| Task instructions |
Lay out the items below, everything from the line containing "of the pom-pom" down to the line containing "[[476, 207]]", both lines included, as a two-column CSV with the header input,output. Give each item its own row, with its text in one quoted field and its answer in the other, and replace every line break with a space.
____ Materials provided
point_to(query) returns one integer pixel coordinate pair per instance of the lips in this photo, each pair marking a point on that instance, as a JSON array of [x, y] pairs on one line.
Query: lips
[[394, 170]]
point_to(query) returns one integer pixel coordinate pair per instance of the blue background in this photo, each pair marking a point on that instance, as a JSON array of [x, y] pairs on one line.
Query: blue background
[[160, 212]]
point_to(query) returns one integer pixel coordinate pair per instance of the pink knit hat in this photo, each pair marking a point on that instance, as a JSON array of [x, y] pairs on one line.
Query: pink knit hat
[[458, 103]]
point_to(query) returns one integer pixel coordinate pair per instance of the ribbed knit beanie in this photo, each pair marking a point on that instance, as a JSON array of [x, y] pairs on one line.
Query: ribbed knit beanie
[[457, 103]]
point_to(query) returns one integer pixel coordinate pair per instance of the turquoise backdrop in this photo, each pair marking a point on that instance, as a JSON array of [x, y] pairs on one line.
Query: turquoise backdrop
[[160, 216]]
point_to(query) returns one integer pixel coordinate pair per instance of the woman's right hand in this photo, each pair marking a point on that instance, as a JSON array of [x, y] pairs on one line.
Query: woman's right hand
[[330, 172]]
________
____ Materials provided
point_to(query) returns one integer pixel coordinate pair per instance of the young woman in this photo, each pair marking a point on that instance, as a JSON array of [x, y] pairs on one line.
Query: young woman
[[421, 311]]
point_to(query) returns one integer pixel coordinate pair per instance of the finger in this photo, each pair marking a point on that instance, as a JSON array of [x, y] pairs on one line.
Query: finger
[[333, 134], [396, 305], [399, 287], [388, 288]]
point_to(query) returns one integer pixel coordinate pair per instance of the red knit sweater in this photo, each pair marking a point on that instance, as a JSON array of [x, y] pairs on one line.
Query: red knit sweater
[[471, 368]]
________
____ Materials provided
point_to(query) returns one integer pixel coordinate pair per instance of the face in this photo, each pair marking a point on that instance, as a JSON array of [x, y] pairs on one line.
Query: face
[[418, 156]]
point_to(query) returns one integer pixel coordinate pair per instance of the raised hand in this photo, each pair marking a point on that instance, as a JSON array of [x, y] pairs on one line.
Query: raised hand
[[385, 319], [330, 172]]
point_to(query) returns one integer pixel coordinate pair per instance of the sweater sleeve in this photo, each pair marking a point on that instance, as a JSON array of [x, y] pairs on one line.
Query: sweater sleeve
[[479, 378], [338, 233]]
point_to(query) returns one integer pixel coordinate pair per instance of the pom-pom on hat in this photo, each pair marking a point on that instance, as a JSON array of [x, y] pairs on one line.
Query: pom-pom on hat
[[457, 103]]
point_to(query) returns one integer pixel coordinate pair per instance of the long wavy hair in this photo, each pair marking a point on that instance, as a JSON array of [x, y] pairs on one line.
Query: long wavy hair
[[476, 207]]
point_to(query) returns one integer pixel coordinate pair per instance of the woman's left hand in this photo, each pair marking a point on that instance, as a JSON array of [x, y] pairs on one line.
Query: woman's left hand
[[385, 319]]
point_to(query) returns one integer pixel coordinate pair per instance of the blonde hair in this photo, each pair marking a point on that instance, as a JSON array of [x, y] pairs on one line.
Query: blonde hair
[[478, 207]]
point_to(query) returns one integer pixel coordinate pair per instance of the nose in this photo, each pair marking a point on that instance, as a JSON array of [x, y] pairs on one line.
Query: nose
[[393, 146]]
________
| Solution to this problem |
input,output
"point_to(query) returns one integer pixel coordinate pair per instance of the pom-pom on hat in this photo, each pair marking a point on that instance, as a JSON array of [x, y] pairs on one line. Query: pom-pom on hat","[[457, 103]]"
"point_to(query) returns one integer pixel coordinate pair per instance of the long wavy hair in this photo, each pair marking a point on that instance, as a JSON array of [x, y] pairs on one line. Query: long wavy hair","[[476, 207]]"